Source excerpt:
+--

2.2.3 Design Politics as the backbone of the methodologies and interactions

In the selection and application of the methodology, as well as the planning of interactions. The research process demands a constant reflection on where the participants, literature, resources, and conversations uphold. This by following closely Costanza-Chock’s Design Justice Network principles which try to activate design as a practice to empower communities, prioritize the analysis I interlace Keshavarz’s (2016, 2019) thinking on design being an inherently political activity (see section 2.1.4), with Healy’s call to acknowledge the critical role of politics in the design of sustainability transitions approach (see section 2.1.3).

2.2.4 A transdisciplinary (undisciplinary) engagement

As supported by the previous scholarly body of work (Johnston and Marwood, 2017; Moore et al., 2019;

Williams 2019), this research positions itself as an undisciplinary endeavor by aiming for the application of diverse epistemological perspectives, interests and disciplines to one common object of research. In a way, these explorations expand the paths for further investigation instead of attempting to converge in a pre-defined field. As mentioned on section 1.1 the research aims does not put emphasis on a product nor an specific type of solution as an outcome, rather it inclines to expand the critical approaches to processes and weave different knowledge into a research project.

+--

Exercise materials:
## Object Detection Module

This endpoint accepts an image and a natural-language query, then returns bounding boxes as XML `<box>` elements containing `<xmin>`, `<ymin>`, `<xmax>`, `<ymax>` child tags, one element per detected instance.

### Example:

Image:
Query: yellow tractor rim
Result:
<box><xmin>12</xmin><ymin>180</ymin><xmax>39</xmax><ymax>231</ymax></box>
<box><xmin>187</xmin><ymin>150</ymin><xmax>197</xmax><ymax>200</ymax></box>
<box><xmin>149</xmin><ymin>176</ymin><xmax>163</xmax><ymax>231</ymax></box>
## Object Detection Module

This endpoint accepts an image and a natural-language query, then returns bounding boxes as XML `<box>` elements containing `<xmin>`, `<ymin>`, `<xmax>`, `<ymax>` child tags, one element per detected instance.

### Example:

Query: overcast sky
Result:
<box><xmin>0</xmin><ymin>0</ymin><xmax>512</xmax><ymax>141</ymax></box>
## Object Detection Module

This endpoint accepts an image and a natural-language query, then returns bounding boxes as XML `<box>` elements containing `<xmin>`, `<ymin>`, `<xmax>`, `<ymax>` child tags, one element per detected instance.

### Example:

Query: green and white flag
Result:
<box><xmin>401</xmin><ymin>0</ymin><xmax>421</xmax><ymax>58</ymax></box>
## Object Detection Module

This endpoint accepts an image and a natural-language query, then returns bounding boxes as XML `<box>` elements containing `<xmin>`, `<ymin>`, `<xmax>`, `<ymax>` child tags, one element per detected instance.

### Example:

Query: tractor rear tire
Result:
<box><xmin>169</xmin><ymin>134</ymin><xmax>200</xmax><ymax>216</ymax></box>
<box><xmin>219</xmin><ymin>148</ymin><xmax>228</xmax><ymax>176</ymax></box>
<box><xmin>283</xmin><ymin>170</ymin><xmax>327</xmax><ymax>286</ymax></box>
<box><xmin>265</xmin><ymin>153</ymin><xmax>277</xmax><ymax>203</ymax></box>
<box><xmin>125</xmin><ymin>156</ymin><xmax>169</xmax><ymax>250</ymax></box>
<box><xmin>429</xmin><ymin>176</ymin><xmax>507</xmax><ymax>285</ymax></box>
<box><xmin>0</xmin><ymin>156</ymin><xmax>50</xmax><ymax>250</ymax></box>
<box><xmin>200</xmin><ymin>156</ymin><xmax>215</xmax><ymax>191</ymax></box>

+--

Exercises:
A - Summarize the excerpt on design politics and undisciplinary research in two sentences.
B - Pick out each line in the rows that contains the word "tractor".

Answers by task:
A - The research follows Costanza-Chock's Design Justice Network principles and draws on Keshavarz's view of design as an inherently political activity and Healy's call to acknowledge the role of politics in designing sustainability transitions. It positions itself as an undisciplinary endeavor that applies diverse epistemological perspectives, interests and disciplines to one common object of research, aiming to expand critical approaches to processes rather than to deliver a product or a specific type of solution.

B -
Query: yellow tractor rim
Query: tractor rear tire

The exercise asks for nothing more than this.